**Material for this task:**
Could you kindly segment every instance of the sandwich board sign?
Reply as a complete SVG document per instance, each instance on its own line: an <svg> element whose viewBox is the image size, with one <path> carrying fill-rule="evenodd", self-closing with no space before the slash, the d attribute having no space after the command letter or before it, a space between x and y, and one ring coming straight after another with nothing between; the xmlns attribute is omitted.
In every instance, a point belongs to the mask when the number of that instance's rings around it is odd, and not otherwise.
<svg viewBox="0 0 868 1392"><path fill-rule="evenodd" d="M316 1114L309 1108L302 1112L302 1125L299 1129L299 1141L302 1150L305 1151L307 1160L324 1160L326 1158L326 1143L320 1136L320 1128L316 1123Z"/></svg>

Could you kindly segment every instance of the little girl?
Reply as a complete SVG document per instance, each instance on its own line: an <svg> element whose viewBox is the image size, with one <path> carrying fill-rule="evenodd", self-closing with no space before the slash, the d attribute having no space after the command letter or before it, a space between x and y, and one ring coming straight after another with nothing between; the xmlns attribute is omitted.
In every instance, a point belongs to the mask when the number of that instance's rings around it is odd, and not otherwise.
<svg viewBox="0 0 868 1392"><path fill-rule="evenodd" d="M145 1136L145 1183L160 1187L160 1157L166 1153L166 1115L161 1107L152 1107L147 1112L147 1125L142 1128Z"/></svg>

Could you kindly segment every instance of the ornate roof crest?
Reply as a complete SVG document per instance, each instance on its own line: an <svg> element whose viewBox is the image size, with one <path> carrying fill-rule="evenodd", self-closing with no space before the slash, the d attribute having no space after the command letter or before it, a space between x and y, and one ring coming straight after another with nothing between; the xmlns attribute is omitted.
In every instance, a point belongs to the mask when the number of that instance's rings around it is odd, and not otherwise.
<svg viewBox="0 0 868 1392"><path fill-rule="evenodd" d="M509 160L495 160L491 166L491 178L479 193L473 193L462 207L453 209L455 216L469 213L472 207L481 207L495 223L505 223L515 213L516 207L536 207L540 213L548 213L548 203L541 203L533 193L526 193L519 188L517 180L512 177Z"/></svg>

**Problem:** Convert every line of the entries above into a Markdown table with two columns, Index and Line. Number the rows in order and omit blank lines.

**Correct response:**
| Index | Line |
|---|---|
| 1 | Could you kindly segment every instance of the sandwich board sign? |
| 2 | Reply as a complete SVG document per instance, each instance on its own line: an <svg> element whose viewBox is the image size, with one <path> carrying fill-rule="evenodd", self-closing with no space before the slash, the d attribute having no space after the command letter or before it, a space between x and y, and one ring coming straight after another with nothing between; the xmlns attribute is omitted. |
| 3 | In every instance, a point belongs to the mask when the number of that instance's rings around it is odd, and not otherwise. |
| 4 | <svg viewBox="0 0 868 1392"><path fill-rule="evenodd" d="M316 1114L309 1108L302 1112L302 1125L299 1129L299 1141L302 1150L305 1151L307 1160L324 1160L326 1158L326 1143L320 1136L320 1128L316 1123Z"/></svg> |
| 5 | Could you kindly segment every instance of the little girl? |
| 6 | Reply as a complete SVG document per instance, each instance on its own line: an <svg> element whose viewBox is the image size, with one <path> carrying fill-rule="evenodd", self-closing with no space before the slash, the d attribute having no space after the command letter or before it, a space between x and y, and one ring coming straight after another with nothing between; the xmlns attribute is omitted. |
| 7 | In every instance, a point belongs to the mask when the number of that instance's rings around it is odd, and not otherwise. |
| 8 | <svg viewBox="0 0 868 1392"><path fill-rule="evenodd" d="M145 1136L145 1183L160 1187L160 1157L166 1153L166 1115L161 1107L152 1107L147 1112L147 1125L142 1128Z"/></svg> |
| 9 | Could you kindly segment every instance of the ornate roof crest? |
| 10 | Reply as a complete SVG document per instance, each instance on its own line: an <svg> element whose viewBox is the image size, with one <path> carrying fill-rule="evenodd", self-closing with no space before the slash, the d attribute having no space after the command letter or before it, a space between x and y, and one ring coming straight after another with nothing between; the xmlns attribute is omitted. |
| 11 | In every instance, a point belongs to the mask when the number of that instance's rings around it is odd, and not otherwise. |
| 12 | <svg viewBox="0 0 868 1392"><path fill-rule="evenodd" d="M509 160L495 160L491 166L491 178L479 193L473 193L462 207L453 209L455 216L469 213L472 207L481 207L495 223L505 223L515 213L516 207L536 207L540 213L548 213L548 203L541 203L533 193L526 193L519 188L517 180L512 177Z"/></svg> |